GIVEN EXERCISE >>
Copy word for word the part of the records below that begins with the line containing "yellow field? Indicate one point per instance." and continues through the final line of the records, including both ends. Omit the pictures from your copy.

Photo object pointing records
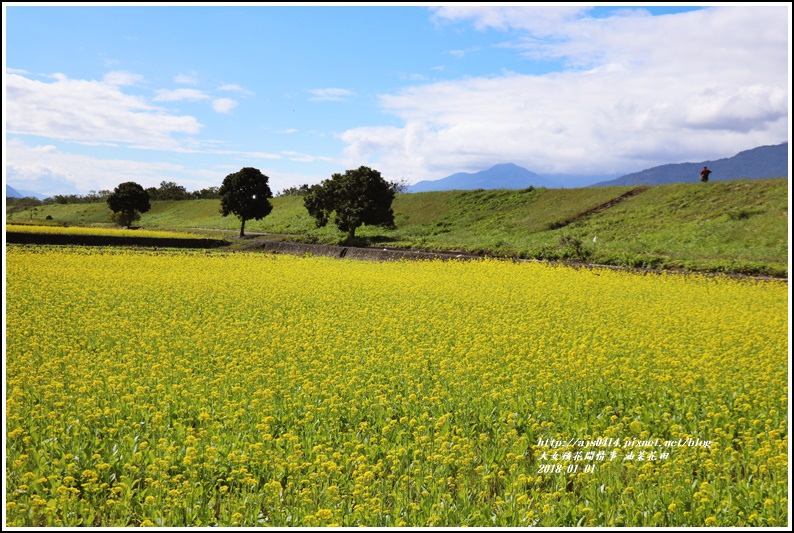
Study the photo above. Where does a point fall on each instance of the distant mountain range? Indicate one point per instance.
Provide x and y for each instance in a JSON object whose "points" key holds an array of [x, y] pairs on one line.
{"points": [[14, 193], [502, 176], [758, 163]]}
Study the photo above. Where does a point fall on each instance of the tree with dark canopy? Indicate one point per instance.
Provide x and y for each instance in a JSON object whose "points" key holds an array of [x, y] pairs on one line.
{"points": [[127, 202], [245, 193], [355, 198]]}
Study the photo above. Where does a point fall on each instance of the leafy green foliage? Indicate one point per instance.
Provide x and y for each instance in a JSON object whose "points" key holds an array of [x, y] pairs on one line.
{"points": [[127, 202], [354, 198], [245, 193]]}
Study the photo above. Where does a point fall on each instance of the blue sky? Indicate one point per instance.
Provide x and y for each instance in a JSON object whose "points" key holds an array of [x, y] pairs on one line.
{"points": [[95, 96]]}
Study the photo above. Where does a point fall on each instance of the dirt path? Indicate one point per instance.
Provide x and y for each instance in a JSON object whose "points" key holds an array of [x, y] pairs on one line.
{"points": [[606, 205]]}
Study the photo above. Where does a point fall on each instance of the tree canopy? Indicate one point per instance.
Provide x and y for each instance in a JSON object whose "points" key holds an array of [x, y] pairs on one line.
{"points": [[127, 202], [355, 198], [245, 194]]}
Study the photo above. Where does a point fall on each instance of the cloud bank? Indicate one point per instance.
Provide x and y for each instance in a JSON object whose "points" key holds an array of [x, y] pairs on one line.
{"points": [[636, 91]]}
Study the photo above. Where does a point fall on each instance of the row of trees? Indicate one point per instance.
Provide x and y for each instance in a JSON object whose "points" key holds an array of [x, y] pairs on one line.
{"points": [[350, 200]]}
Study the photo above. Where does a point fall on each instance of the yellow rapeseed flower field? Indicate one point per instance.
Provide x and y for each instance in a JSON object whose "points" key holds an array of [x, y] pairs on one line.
{"points": [[150, 388]]}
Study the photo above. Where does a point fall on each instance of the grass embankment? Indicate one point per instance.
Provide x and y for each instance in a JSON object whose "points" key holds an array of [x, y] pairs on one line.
{"points": [[737, 226]]}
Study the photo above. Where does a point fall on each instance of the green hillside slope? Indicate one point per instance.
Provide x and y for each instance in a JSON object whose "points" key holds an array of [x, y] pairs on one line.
{"points": [[738, 226]]}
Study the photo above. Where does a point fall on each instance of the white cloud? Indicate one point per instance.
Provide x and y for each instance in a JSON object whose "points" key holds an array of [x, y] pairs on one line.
{"points": [[231, 87], [223, 105], [166, 95], [304, 158], [89, 111], [49, 171], [639, 91], [120, 78], [542, 19], [186, 79], [330, 94]]}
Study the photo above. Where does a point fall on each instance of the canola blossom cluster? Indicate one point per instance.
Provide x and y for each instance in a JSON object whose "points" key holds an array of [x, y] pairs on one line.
{"points": [[165, 388], [104, 232]]}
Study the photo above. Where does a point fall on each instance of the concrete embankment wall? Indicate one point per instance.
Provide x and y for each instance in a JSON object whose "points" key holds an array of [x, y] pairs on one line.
{"points": [[370, 254]]}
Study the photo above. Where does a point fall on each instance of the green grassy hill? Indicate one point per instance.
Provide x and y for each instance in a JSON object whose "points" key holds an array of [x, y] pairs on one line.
{"points": [[737, 226]]}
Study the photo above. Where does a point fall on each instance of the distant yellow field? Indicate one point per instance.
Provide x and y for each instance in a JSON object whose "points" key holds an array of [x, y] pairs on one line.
{"points": [[117, 232], [197, 389]]}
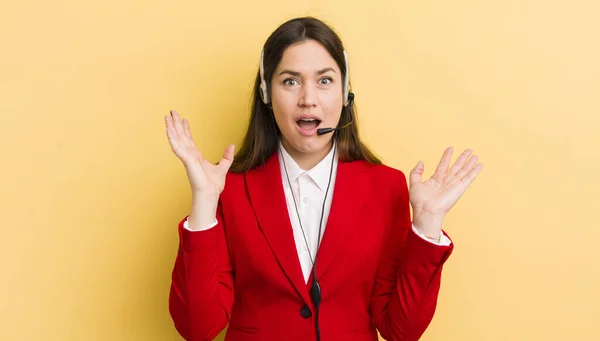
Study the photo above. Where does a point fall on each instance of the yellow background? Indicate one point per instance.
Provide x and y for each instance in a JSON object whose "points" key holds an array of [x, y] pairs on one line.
{"points": [[91, 193]]}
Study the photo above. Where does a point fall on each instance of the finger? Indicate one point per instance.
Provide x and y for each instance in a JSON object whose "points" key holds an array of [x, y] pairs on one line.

RESULT OF THIS EXERCISE >>
Study the photo above. Where does a point fall on each instance of the distant yellow field? Indicate one point per instance.
Provide x and y for each instance in a JSON object whose "points" key holds an array of [x, y] pairs on one line.
{"points": [[117, 232], [197, 389]]}
Study the photo above. Where does a point fall on each instance of the yellow background? Indicate one point per instance.
Provide x and y for each instance in a JSON object whose "points" key holds an array of [x, y] pairs on one line.
{"points": [[91, 193]]}
Study the photo above. Where does a point fall on each instance of the finger? Indicate one point per instance.
Provide x and y for each instance in a JSON object whose "points" key holds an array of [x, y] pairs on one line.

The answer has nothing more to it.